Your task:
Output the line that contains "[indicate] the door" and every line after it to the end of the entries, with nothing added or left out.

[Saved data entries]

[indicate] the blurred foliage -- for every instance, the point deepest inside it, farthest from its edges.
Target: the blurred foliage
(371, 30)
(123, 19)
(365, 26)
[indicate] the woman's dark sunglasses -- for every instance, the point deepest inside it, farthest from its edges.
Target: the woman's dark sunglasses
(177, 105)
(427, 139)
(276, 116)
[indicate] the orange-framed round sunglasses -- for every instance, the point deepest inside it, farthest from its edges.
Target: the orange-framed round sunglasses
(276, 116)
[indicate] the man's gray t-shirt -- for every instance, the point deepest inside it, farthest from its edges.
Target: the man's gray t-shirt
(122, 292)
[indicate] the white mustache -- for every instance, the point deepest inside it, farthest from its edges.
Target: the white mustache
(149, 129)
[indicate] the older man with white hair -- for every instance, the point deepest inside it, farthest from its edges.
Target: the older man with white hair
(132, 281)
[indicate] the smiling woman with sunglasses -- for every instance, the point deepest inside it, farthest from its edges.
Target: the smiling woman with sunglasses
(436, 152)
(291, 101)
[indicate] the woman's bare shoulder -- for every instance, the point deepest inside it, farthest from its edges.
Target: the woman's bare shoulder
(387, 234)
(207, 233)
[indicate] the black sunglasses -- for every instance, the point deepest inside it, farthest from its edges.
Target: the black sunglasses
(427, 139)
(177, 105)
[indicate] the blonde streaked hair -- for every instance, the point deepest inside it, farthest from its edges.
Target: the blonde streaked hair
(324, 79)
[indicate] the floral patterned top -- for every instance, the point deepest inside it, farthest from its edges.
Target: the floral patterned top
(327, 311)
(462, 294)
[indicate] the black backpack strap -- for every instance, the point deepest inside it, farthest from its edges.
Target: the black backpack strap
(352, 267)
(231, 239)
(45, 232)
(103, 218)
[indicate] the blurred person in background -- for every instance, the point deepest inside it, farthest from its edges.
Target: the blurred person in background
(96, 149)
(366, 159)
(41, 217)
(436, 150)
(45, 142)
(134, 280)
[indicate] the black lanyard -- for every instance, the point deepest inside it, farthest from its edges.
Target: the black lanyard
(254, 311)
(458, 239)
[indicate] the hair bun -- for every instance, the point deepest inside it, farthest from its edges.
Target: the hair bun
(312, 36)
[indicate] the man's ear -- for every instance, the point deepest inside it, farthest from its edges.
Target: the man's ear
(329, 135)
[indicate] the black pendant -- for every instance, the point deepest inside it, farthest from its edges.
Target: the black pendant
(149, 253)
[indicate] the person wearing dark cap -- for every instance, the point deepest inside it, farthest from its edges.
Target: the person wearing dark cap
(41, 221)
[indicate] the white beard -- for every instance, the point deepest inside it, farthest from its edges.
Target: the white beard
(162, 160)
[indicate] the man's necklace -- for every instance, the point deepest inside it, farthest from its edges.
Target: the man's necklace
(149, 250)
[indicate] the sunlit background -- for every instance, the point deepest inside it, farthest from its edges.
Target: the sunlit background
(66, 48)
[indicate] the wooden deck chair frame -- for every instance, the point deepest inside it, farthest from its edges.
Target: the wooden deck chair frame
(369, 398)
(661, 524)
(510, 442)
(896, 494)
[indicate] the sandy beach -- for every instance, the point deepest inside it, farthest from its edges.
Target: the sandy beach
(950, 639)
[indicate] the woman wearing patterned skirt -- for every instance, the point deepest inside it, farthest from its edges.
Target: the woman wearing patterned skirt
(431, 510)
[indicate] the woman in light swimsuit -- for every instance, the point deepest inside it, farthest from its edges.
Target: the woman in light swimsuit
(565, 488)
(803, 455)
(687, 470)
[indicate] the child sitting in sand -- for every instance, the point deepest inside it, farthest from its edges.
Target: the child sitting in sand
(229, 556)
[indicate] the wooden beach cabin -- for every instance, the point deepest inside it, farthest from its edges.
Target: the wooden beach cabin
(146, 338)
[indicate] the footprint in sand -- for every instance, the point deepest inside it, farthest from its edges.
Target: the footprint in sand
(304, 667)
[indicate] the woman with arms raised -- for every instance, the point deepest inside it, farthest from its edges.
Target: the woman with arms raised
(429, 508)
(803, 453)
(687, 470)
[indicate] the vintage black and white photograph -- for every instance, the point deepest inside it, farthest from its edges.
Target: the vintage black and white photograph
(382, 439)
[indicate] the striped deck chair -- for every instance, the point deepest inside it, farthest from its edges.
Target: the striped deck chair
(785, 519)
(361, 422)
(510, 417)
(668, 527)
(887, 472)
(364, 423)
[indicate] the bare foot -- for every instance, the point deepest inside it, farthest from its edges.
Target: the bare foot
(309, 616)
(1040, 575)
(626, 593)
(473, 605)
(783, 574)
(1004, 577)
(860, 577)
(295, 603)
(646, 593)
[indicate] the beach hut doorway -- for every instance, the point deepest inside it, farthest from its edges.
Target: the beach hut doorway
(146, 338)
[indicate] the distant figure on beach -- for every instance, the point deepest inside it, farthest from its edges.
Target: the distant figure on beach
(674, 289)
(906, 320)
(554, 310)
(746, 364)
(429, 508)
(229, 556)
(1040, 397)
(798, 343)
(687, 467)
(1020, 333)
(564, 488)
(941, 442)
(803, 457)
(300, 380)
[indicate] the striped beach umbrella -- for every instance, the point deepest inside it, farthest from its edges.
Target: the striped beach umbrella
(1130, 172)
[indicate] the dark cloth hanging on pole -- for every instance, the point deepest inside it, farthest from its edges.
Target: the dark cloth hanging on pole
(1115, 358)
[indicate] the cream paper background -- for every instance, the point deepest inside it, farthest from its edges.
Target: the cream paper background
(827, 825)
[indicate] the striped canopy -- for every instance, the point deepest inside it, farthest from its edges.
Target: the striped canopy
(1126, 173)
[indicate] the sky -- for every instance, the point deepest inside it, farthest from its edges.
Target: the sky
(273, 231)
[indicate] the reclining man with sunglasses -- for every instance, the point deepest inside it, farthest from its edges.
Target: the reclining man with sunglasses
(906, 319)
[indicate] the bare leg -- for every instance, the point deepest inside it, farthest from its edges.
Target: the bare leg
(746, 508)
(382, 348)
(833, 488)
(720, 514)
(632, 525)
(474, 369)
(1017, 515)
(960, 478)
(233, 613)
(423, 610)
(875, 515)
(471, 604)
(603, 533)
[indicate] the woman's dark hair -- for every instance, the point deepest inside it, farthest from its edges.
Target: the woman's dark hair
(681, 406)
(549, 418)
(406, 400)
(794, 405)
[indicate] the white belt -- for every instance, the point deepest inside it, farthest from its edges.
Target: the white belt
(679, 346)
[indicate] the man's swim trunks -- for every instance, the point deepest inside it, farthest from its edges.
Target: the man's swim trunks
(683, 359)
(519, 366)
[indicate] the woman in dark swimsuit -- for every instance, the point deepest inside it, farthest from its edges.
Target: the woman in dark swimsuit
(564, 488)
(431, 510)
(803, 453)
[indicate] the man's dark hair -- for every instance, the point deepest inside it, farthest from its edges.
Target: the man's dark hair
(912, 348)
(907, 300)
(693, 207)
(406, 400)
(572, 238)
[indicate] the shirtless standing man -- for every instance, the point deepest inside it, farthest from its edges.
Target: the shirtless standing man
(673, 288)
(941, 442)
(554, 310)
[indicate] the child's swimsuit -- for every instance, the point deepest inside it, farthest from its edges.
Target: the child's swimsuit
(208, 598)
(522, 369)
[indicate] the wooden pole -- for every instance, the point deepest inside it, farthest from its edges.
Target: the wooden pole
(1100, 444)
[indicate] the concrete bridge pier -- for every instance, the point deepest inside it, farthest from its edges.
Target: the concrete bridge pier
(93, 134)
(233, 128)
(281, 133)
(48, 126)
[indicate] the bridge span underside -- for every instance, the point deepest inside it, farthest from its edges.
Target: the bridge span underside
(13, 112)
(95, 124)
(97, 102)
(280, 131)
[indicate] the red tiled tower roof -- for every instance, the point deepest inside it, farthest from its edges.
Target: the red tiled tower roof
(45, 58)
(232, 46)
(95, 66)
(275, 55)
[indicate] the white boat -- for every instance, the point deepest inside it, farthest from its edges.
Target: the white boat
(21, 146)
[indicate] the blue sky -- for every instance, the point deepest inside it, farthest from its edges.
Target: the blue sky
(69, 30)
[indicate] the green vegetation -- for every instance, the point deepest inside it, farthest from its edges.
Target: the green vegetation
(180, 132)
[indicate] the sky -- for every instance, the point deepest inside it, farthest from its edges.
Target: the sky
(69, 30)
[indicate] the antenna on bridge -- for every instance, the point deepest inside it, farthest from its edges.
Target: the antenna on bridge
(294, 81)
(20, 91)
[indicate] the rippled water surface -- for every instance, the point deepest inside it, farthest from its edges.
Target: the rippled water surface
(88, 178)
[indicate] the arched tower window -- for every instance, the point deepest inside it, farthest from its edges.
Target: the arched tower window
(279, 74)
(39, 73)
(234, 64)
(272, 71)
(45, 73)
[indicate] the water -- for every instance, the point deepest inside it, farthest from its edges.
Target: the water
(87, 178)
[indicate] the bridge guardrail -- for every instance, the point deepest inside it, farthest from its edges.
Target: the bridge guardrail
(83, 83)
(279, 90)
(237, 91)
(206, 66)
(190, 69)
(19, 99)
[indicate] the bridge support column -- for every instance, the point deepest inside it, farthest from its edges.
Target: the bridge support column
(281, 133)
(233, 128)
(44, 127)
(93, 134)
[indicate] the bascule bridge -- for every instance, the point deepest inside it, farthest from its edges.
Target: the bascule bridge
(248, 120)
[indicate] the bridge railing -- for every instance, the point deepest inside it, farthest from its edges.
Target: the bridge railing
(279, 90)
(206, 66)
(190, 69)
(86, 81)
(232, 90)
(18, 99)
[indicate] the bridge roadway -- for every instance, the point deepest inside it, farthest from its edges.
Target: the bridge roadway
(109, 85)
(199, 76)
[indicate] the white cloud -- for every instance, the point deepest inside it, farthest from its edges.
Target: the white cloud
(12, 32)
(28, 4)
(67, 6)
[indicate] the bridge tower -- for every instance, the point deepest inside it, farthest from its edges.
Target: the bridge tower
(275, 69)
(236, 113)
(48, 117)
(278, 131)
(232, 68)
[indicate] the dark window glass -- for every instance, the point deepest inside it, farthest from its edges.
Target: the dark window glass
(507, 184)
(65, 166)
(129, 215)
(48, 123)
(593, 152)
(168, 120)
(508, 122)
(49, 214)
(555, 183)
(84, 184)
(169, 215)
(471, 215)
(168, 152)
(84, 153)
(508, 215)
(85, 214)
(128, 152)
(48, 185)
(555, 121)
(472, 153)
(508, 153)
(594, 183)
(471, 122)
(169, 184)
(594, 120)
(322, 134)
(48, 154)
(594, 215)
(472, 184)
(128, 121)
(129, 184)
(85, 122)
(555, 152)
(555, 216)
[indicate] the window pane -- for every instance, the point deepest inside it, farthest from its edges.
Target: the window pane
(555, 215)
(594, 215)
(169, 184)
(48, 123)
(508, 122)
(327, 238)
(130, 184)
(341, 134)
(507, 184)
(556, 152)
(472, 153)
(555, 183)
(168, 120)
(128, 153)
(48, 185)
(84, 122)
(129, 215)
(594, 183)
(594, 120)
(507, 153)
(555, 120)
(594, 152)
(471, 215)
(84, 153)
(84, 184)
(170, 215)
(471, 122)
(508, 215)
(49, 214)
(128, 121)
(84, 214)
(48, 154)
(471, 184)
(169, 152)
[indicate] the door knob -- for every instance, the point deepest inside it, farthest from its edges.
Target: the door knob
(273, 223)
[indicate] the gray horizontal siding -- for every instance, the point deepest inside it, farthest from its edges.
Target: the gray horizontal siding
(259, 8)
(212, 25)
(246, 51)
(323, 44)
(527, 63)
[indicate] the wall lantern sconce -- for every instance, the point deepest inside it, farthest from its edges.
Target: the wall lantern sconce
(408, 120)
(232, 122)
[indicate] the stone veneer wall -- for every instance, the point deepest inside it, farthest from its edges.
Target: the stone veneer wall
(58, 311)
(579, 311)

Answer below:
[indicate] the door knob -- for every instance, the point deepest inside it, farthest from its edges.
Target: the door knob
(273, 223)
[indicate] the gray horizontal siding -- for every instance, the point deepest inside it, farthest from its edges.
Target: the gray horizontal siding
(259, 8)
(212, 25)
(246, 51)
(323, 44)
(527, 63)
[indicate] the wall lantern sconce -- for every instance, the point deepest inside it, farthest from its edges.
Target: the wall lantern sconce
(408, 120)
(232, 122)
[indicate] the stone veneer wall -- for every instance, the point deepest inside it, farthest from its edges.
Target: the stone veneer wall
(58, 311)
(579, 311)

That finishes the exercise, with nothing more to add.